■ OBJECTIVE
Filter the data below and copy only the lines that contain the string "water". The match is case-sensitive.
---------- SOURCE DATA
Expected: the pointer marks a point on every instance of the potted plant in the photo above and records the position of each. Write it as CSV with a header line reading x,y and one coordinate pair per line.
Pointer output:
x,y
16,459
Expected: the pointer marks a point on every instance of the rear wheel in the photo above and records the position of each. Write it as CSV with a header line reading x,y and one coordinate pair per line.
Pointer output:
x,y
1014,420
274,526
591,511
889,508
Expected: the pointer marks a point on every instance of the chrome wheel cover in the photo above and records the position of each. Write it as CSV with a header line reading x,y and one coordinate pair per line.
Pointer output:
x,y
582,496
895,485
--------------------
---------- SOURCE DATA
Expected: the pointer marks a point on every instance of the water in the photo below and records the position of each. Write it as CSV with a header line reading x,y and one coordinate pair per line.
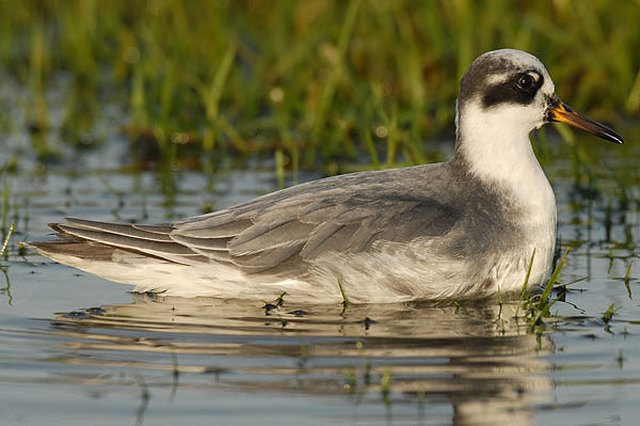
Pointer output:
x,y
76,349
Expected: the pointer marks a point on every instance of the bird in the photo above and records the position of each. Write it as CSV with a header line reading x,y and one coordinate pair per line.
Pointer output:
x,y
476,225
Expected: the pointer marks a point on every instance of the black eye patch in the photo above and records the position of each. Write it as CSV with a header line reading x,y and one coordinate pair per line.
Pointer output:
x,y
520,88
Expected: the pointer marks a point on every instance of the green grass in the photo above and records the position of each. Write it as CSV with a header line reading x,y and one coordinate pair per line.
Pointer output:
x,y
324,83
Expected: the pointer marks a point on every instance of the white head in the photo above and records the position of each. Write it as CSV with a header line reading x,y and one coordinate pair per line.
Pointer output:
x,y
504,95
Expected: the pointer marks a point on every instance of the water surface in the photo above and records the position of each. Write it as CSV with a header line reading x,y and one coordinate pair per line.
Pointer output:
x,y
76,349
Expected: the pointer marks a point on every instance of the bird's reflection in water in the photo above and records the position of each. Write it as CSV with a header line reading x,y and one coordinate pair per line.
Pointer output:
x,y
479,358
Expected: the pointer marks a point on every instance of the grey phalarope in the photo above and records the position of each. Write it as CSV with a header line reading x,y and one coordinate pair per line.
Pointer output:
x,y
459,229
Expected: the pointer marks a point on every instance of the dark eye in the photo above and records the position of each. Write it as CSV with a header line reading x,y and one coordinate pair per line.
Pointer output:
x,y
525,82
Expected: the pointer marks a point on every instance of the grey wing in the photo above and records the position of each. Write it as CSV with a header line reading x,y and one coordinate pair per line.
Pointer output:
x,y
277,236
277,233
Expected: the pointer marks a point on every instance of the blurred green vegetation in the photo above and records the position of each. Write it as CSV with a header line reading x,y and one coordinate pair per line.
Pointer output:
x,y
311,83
--------------------
■ THE COMPLETED TASK
Expected: the pointer marks a point on every instance of the water in the photo below and records the position of each. Write it as CSV with a header line reading x,y and one coordinate pair per line.
Expected: the pointer marks a point on every instance of the water surface in the photo above and records the position of each. Write it as CSV with a header line reading x,y and one coordinate pair per line.
Expected: the pointer marks a point on every instance of the bird's reflection in water in the photo above and records the position of each. Write it as CSV with a header line reading x,y and one coordinate pair per line.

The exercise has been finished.